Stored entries
-----

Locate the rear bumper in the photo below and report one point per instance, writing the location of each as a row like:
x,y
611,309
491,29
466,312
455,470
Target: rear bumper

-----

From the records above, extract each line exactly as shown.

Locate the rear bumper in the photo below and report one point per instance, writing the location of each as a row like:
x,y
611,309
491,29
466,312
455,470
Target: rear bumper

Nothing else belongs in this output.